# SELECTED TEXT:
####

[torqueusers] Need help with numa/cpuset‏

François P-L francois.prudhomme at hotmail.fr
Mon Jun 24 08:48:41 MDT 2013


Hello,
Thanks for your post. I confirm 4.1.6.h1 (which was 4.1.6.1 during a short time... why "h"1 ?) version have no compilation error.But cpuset/hwloc is in the same state for me.

> Subject: Re: [torqueusers]  Need help with numa/cpuset‏
> From: dgottlieb at exchange.asc.edu
> Date: Mon, 24 Jun 2013 09:41:19 -0500
> CC: torqueusers at supercluster.org
> To: francois.prudhomme at hotmail.fr
> 
> FYI,
> 
> The "catch_child.c:1973: error: ‘sisters’ undeclared" bug they introduced in 4.1.6.  Support said there'd be a 4.1.6.1   release to fix this, but no release yet.  Looks like there's a commit from a week ago in the 4.1.6.h1 branch in github.
> 
> Derek Gottlieb
> HPC Systems Analyst, CSC
> Alabama Supercomputer Center
> 
> 686 Discovery Dr., Huntsville, AL 35806
> High Performance Computing | dgottlieb at asc.edu | www.asc.edu
> 
> On Jun 12, 2013, at 2:42 PM, François P-L wrote:
> 
> > (sorry if this message appear 3 times... make many mistakes... :()
> > 
> > Hello,
> > 
> > I'm asking for help to use 2 things on my torque cluster :
> > - 1) Use of mom.layout for better use of my nodes
> > - 2) Use of cpuset
> > 
> > Actually, to do this, i'm using the 4.1.6 branch and configure with theses options :
> > --prefix=/usr
> > --enable-syslog
> > --disable-gui
> > --with-sched=no
> > --enable-nvidia-gpus
> > --enable-numa-support
> > --enable-cpuset
> > --with-tcp-retry-limit=5
> > 
> > I'm using version 1.7.1 of hwloc on a Debian squeeze with 3.2.0-0.bpo.3-amd64 kernel
> > 
> > The only problem during make was :
> > catch_child.c:1973: error: ‘sisters’ undeclared (first use in this function)

####

# INFORMATION GIVEN:
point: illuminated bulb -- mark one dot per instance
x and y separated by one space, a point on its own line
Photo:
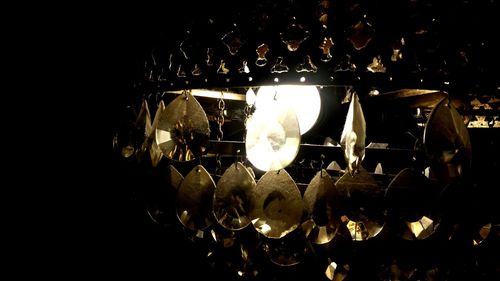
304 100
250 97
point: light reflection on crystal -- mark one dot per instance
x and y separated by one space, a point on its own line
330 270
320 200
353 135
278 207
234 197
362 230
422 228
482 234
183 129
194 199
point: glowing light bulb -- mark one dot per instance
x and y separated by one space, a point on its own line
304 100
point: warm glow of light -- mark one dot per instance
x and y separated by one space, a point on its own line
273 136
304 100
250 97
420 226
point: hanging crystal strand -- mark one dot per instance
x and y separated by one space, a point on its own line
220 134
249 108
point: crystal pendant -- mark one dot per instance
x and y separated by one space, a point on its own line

####

# PROMPT:
Pick up the Torque mailing-list thread about numa and cpuset where it stops, and keep going from its last line.

# RESULT:
> > catch_child.c:1973: error: (Each undeclared identifier is reported only once
> > catch_child.c:1973: error: for each function it appears in.)
> > 
> > Don't know why there is a condition to declare this identifier between lines 1685-1689... i deleted the #ifndef/#endif to correct this problem.
> > 
> > I'm lauching all packages on a vm with 4 cpus and a very minimal config :
> > create queue batch
> > set queue batch queue_type = Execution
> > set queue batch resources_default.ncpus = 1
> > set queue batch resources_default.nodes = 1
> > set queue batch enabled = True
> > set queue batch started = True
> > set server acl_hosts = test2
> > set server default_queue = batch
> > set server log_events = 511
> > set server mail_from = adm
> > set server scheduler_iteration = 600
> > set server node_check_rate = 150
> > set server tcp_timeout = 300
> > set server job_stat_rate = 45
> > set server poll_jobs = True
> > set server mom_job_sync = True
> > set server next_job_number = 11
> > set server moab_array_compatible = True
> > 
> > cat /var/spool/torque/server_priv/nodes
> > test2 np=4 num_node_boards=1
> > 
> > cat /var/spool/torque/mom_priv/mom.layout
> > nodes=0
> > 
> > (and maui for scheduling)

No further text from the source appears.